WHAT YOU HAVE TO DO | Output these records as a two-column CSV named with the headers "prompt" and "response", one row per record. Put each record's text and its answer in a separate quoted field, and replace any line breaks with spaces.

Collected data |
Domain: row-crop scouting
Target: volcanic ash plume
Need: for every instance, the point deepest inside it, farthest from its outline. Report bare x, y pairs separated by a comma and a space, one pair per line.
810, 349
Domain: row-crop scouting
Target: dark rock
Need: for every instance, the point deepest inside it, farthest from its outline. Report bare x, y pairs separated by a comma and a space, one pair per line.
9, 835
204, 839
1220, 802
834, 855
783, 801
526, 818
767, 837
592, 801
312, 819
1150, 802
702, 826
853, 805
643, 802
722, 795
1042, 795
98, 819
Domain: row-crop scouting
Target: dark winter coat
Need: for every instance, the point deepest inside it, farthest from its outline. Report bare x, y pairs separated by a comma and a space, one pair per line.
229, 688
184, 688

CORRECT RESPONSE |
prompt,response
"Domain: row-crop scouting Target: volcanic ash plume Need: for every instance, the point deepest inside it, farthest from its outline. Report bare x, y pairs separated by a comma and a space, one pair per line.","810, 349"
"Domain: row-crop scouting Target: dark rock Need: for every instance, the point deepest inside it, farthest from its outline. Report bare x, y pairs separated by a comma and a space, one pair per line.","9, 835 204, 839 1220, 802 834, 855 783, 801 526, 818 767, 837 592, 801 312, 819 1150, 802 702, 826 853, 805 643, 802 722, 795 1042, 795 98, 819"
"Domain: row-crop scouting Target: dark winter coat Need: for every instance, the point deepest inside it, farthest from its outline. Report bare x, y pairs separated by a comma and a space, one pair per line.","229, 688 184, 688"